• _What the task requires_:
A complete, word-for-word restatement of the entries is needed.

(Natural language region descriptions)
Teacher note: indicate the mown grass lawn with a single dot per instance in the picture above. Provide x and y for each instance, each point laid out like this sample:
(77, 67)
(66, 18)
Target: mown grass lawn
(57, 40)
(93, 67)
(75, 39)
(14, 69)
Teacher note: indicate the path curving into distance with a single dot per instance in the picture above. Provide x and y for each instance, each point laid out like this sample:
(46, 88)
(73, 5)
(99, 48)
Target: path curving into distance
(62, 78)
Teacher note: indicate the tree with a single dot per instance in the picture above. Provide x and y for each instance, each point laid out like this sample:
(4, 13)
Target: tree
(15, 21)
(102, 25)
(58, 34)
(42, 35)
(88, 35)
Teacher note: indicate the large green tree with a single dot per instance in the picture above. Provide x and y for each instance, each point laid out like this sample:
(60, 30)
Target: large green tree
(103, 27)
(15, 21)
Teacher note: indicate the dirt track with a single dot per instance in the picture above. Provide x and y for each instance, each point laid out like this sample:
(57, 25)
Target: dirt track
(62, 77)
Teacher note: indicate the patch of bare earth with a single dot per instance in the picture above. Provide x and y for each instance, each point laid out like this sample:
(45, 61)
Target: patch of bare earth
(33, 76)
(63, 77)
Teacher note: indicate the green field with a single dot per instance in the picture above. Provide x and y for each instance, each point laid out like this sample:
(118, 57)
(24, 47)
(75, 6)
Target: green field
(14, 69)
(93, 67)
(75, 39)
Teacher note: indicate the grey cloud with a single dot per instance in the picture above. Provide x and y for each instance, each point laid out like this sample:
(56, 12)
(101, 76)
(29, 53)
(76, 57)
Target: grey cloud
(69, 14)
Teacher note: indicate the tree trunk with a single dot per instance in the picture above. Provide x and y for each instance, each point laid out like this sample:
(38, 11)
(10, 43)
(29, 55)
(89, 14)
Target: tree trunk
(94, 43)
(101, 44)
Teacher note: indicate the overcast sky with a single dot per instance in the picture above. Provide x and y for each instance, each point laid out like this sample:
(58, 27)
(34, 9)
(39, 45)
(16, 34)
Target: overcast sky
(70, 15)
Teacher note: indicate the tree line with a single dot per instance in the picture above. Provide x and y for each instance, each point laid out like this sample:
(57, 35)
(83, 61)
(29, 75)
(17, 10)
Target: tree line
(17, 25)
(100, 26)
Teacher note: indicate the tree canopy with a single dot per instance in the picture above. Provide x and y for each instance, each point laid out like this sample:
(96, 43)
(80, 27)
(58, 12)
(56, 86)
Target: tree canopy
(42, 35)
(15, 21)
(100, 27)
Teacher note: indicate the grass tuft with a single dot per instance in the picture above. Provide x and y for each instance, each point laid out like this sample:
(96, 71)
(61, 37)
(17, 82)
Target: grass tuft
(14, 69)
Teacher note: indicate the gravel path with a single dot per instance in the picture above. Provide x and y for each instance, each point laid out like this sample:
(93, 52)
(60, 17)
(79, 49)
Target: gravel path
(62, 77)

• _Output_:
Teacher note: indicate the mown grass lawn with a single dot per instance in the picture above. Provide x and y for each instance, each point laid out like this sample:
(77, 67)
(66, 18)
Target: mown grass lawn
(57, 40)
(93, 67)
(75, 39)
(14, 69)
Teacher note: indicate the path curving into distance with a single dot per instance in the picture above. Provide x and y for each instance, each point laid out like this sample:
(46, 88)
(73, 5)
(99, 48)
Target: path curving into distance
(62, 78)
Teacher note: indicate the tree with a single dot per instance in the picture above. Provide x and y for each instance, each point laid out like this sample:
(4, 13)
Target: tree
(15, 21)
(102, 25)
(58, 34)
(42, 35)
(88, 35)
Teacher note: indicate the large green tree with a single dot per instance in the picture above. Provide x and y for each instance, each point laid out like this sample:
(60, 30)
Target: large green tree
(103, 27)
(15, 21)
Teacher note: indicate the dirt track with a single dot per instance in the picture above. Provide x and y for each instance, each point laid out like this sample:
(57, 25)
Target: dirt track
(62, 77)
Teacher note: indicate the patch of bare earth with a single dot per instance in the picture above. Provide x and y for each instance, each point laid out like this sample:
(45, 61)
Target: patch of bare earth
(33, 76)
(63, 77)
Teacher note: indicate the green field with a single dot per instance in the picture above. Provide x and y for each instance, each point laid out like this sample:
(118, 57)
(24, 47)
(75, 6)
Target: green field
(14, 69)
(93, 67)
(75, 39)
Teacher note: indicate the grey cloud with a single dot per instance in the picture above. Provide x and y for each instance, each point laid out like this sample:
(56, 12)
(101, 76)
(29, 53)
(76, 57)
Target: grey cloud
(69, 14)
Teacher note: indicate the tree trunk with a single dot per instance in the picture above. Provide x and y for each instance, each point laid out like this sample:
(38, 11)
(10, 43)
(29, 55)
(89, 14)
Target: tree trunk
(94, 43)
(101, 44)
Teacher note: indicate the overcast sky with a single dot per instance in the picture above. Provide x and y for each instance, each point laid out like this sample:
(58, 27)
(34, 9)
(39, 45)
(16, 34)
Target: overcast sky
(70, 15)
Teacher note: indicate the tree line with a single dot per instance in the picture above. Provide x and y for each instance, each point laid out like this sample:
(57, 35)
(83, 61)
(29, 75)
(17, 10)
Target: tree line
(17, 25)
(100, 26)
Teacher note: indicate the tree canopy with a single dot per instance in the picture above. Provide x and y for each instance, each point laid out like this sample:
(96, 43)
(80, 27)
(58, 12)
(56, 86)
Target: tree canopy
(42, 35)
(15, 21)
(100, 27)
Teacher note: indicate the grass tuft with a single dot per instance in the picture above. Provide x and y for each instance, each point laid out like this sample:
(96, 71)
(61, 37)
(17, 82)
Target: grass tuft
(14, 69)
Teacher note: indicate the gravel path with a single dot per instance in the picture above. Provide x and y for each instance, each point laid out like this sample:
(93, 52)
(60, 17)
(79, 49)
Target: gravel path
(62, 77)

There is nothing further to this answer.